(Records from a point labeling set)
"""
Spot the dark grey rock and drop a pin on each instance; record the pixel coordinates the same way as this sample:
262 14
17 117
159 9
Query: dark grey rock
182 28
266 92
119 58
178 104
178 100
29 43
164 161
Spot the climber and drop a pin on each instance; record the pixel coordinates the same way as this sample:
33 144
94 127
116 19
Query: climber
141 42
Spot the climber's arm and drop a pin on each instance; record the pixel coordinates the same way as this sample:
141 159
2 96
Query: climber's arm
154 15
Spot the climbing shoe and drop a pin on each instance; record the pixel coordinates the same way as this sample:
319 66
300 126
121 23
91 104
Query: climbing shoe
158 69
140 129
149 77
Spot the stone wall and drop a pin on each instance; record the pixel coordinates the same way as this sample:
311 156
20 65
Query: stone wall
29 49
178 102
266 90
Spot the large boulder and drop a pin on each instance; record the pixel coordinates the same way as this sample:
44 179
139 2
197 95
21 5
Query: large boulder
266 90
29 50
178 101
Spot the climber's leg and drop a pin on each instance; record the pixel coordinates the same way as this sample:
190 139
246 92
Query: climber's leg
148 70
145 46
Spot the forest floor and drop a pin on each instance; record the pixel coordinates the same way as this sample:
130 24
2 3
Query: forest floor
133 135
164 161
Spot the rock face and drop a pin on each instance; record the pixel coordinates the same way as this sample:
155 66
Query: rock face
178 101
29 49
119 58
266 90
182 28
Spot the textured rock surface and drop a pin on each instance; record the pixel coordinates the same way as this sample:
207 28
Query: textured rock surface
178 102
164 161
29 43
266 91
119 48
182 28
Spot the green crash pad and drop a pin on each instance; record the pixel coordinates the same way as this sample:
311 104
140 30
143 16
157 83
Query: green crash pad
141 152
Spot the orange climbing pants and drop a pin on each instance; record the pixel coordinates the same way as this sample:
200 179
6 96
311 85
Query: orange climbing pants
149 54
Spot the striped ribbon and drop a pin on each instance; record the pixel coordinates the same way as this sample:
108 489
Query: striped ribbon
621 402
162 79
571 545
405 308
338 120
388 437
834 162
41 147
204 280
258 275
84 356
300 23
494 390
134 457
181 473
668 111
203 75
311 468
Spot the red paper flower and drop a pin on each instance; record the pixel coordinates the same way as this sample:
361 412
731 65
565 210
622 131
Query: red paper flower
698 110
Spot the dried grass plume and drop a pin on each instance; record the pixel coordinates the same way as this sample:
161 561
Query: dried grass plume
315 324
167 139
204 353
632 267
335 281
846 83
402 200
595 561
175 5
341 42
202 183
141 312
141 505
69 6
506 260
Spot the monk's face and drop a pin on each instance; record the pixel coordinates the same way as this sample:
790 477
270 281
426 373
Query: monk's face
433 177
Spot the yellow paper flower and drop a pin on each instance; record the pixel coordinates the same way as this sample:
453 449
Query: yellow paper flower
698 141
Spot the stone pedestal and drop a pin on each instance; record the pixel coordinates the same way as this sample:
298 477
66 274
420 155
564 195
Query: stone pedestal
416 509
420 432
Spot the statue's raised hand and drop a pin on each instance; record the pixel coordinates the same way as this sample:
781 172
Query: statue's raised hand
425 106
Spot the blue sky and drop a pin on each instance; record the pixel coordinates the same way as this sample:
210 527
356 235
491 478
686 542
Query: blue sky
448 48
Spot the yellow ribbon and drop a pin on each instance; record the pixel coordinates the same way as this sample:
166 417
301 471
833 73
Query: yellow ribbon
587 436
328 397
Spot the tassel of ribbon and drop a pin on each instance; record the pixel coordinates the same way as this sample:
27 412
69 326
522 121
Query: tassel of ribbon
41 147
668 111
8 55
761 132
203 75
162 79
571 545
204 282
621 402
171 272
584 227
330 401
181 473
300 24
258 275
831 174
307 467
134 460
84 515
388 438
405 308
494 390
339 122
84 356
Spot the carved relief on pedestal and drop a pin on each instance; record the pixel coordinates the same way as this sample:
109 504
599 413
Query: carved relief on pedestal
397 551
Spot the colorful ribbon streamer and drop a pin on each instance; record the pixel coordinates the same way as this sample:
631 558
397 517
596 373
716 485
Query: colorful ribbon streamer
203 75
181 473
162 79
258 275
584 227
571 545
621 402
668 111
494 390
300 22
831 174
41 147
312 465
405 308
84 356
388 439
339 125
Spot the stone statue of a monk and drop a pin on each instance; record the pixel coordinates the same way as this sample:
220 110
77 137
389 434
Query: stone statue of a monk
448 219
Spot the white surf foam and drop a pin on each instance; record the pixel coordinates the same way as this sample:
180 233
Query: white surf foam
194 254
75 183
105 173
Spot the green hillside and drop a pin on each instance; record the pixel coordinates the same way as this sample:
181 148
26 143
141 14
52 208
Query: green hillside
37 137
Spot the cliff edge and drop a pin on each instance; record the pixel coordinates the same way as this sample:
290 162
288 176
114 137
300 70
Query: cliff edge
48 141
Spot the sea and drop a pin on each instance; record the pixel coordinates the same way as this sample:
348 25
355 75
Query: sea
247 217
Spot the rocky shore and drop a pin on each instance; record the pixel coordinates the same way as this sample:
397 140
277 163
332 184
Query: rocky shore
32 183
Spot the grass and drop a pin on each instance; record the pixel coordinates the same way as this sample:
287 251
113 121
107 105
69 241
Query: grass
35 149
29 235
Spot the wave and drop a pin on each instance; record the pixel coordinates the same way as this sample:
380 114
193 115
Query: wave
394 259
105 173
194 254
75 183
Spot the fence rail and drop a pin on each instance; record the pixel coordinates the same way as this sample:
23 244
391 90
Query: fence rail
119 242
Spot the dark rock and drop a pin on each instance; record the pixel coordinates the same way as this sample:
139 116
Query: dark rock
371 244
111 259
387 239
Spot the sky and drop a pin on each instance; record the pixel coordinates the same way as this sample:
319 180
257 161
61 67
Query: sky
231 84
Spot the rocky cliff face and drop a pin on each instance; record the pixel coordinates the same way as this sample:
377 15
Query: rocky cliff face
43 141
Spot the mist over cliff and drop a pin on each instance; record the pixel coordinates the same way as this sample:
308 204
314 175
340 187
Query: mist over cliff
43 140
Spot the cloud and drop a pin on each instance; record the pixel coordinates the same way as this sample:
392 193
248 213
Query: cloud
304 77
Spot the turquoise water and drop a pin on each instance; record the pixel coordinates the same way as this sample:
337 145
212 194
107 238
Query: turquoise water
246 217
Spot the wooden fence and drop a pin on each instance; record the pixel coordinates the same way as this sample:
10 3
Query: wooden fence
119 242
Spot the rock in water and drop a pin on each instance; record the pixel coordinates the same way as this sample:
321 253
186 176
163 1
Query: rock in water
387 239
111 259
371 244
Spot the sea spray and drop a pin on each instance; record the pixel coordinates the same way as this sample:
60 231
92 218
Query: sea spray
"""
**Written instruction**: Update all of the records above by changing "drop a pin" to "place a marker" wherever it occurs, and leave every other part of the lines unchanged.

**Output below**:
Spot the dark grey rock and place a marker on each instance; record the pixel coordinates the same way as this sample:
262 14
17 117
159 9
Query: dark grey rock
182 28
266 92
119 58
178 104
178 100
29 43
164 161
Spot the climber and place a marker on each instance; record the pixel coordinates the same way as this sample:
33 144
94 127
116 19
Query: climber
141 42
Spot the climber's arm and place a marker on each instance; record the pixel coordinates the same way as this sample:
141 159
2 96
Query: climber's arm
154 15
Spot the climbing shoe and place a marker on each instance; record the pixel coordinates the same way as this sample:
319 66
300 126
121 23
91 104
Query: climbing shoe
158 69
140 129
149 77
Spot the stone wall and place a marker on each instance; record the pixel coordinates the same way as this sample:
311 156
20 65
Query: stone wall
29 49
178 102
266 90
Spot the large boulder and place a marker on each instance; record the pixel coordinates the same way as this sample:
44 179
139 2
197 95
21 5
Query: large boulder
266 90
29 50
178 101
Spot the climber's leg and place a marker on each instance; record the pixel coordinates the same way as this sample:
190 139
246 92
Query: climber's leg
148 70
145 46
Spot the forest floor and place a marker on each instance; record the pixel coordinates the same way as this sample:
130 24
2 3
Query: forest floor
133 135
164 161
Spot the rock face and place a marker on each instance; record the pixel coordinates the same way as this sample:
155 66
Query: rock face
178 101
29 49
119 58
266 90
182 28
Spot the textured rock surface and place a marker on each instance; record the pixel coordinates the same way as this sample:
207 28
Query: textured rock surface
178 102
164 161
29 43
266 91
119 48
182 28
Spot the green crash pad and place a marker on each instance; record the pixel coordinates the same way as this sample:
311 104
140 30
143 16
157 83
Query: green crash pad
141 152
Spot the orange climbing pants and place a marker on each instance; record the pixel coordinates the same way as this sample:
200 179
6 96
311 85
Query: orange climbing pants
149 54
Spot the striped ribbon and place a marker on each instance; record the pixel coordinates the same way as this sample:
108 489
Query: striped ribbon
621 402
162 79
571 545
405 308
338 120
388 437
834 162
41 147
204 280
258 275
84 356
300 23
494 390
134 457
181 473
668 111
203 75
311 468
Spot the red paper flower and place a marker on each instance; record the pixel coordinates the same way as this sample:
361 412
731 65
565 210
622 131
Query: red paper flower
698 110
Spot the dried grass plume and place a marker on each instance; record the pixel coordinates the same way as this sample:
161 561
Query: dried grass plume
315 324
167 139
204 353
632 267
335 281
846 83
402 200
595 561
175 5
341 42
202 183
141 312
141 505
69 6
506 260
Spot the monk's face and place a marker on each instance; record the pixel coordinates the same way as this sample:
790 477
270 281
426 373
Query: monk's face
433 177
Spot the yellow paper flower and place a marker on each instance; record the pixel coordinates the same way as this sample:
453 449
Query: yellow paper flower
698 141
Spot the stone pedestal and place a marker on each instance; record the pixel coordinates the same way as this sample:
298 477
66 274
420 155
564 195
Query: stone pedestal
416 509
420 432
Spot the statue's raised hand and place a marker on each instance; record the pixel coordinates the same way as this sample:
781 172
Query: statue's raised hand
425 106
Spot the blue sky and place a marker on each instance; record the pixel coordinates the same way as this sample:
210 527
356 235
491 478
686 542
Query: blue sky
448 48
Spot the yellow ribbon and place a marker on each instance; record the pixel coordinates the same way as this sample:
166 417
301 471
833 73
Query: yellow ribbon
587 436
328 397
Spot the tassel of ribbon and place a marker on each instance; record the pixel coordinates the same way as this sample:
27 412
69 326
522 121
Query: tassel of ribbon
41 147
668 111
8 55
761 132
203 75
162 79
571 545
204 282
621 402
171 272
584 227
330 401
181 473
300 24
258 275
831 174
307 467
134 460
84 515
388 438
405 308
494 390
339 122
84 356
Spot the carved relief on pedestal and place a marker on each instance; record the pixel coordinates the same way as this sample:
109 504
599 413
Query: carved relief on pedestal
397 551
Spot the colorful ribbon streamer and place a marker on each instance; record the pixel coordinates the same way as this sample:
631 558
397 517
596 373
716 485
Query: colorful ribbon streamer
203 75
181 473
162 79
258 275
584 227
571 545
621 402
668 111
494 390
300 22
831 174
41 147
312 465
405 308
84 356
388 439
339 125
Spot the stone statue of a monk and place a marker on each instance; record the pixel coordinates the same way as this sample:
220 110
77 137
389 434
Query: stone statue of a monk
448 219
Spot the white surf foam and place a marker on each instance; record the pixel coordinates the same way as this sample:
180 233
Query: white surf foam
194 254
75 183
105 173
Spot the green hillside and place a marker on each instance; record the pixel coordinates the same way as this sample:
181 148
26 143
141 14
52 208
Query: green hillside
37 137
Spot the cliff edge and place a marker on each instance; record the pixel coordinates the same way as this sample:
290 162
288 176
114 137
300 70
Query: cliff edge
48 141
Spot the sea and place a marker on each instance; record the pixel coordinates the same way as this sample:
348 25
355 75
Query: sea
247 217
Spot the rocky shore and place a marker on each instance; record the pixel coordinates the same way as this sample:
397 140
277 163
332 184
Query: rocky shore
32 183
Spot the grass and place a marker on each instance; record the pixel coordinates the same way as this sample:
287 251
113 121
107 105
69 241
Query: grass
35 149
29 235
Spot the wave and place a marker on each instance; record the pixel coordinates the same way as this sample:
380 114
193 115
Query: wave
394 259
105 173
194 254
75 183
Spot the fence rail and place a marker on each instance; record the pixel coordinates the same way as this sample:
23 244
391 90
Query: fence rail
119 242
Spot the dark rock and place a marker on each instance; record the pixel coordinates the same way as this sample:
139 116
Query: dark rock
371 244
111 259
387 239
Spot the sky and place a marker on each instance; record the pixel coordinates the same way as this sample:
319 180
257 161
61 67
Query: sky
231 84
Spot the rocky cliff face and place a marker on each instance; record the pixel coordinates the same way as this sample:
377 15
Query: rocky cliff face
43 141
Spot the mist over cliff and place a marker on each instance; record the pixel coordinates the same way as this sample:
308 204
314 175
340 187
Query: mist over cliff
43 140
Spot the cloud and place a marker on each instance; record the pixel coordinates the same way as this sample:
392 193
248 213
Query: cloud
304 77
Spot the turquoise water and place a marker on each instance; record the pixel coordinates the same way as this sample:
337 145
212 194
107 238
Query: turquoise water
246 217
Spot the wooden fence and place a marker on each instance; record the pixel coordinates the same way as this sample:
10 3
Query: wooden fence
119 242
Spot the rock in water and place a marker on each instance; record the pixel coordinates the same way as this sample:
321 253
186 176
163 1
Query: rock in water
387 239
111 259
371 244
Spot the sea spray and place a marker on each instance; record the pixel coordinates the same way as this sample:
60 231
92 218
Query: sea spray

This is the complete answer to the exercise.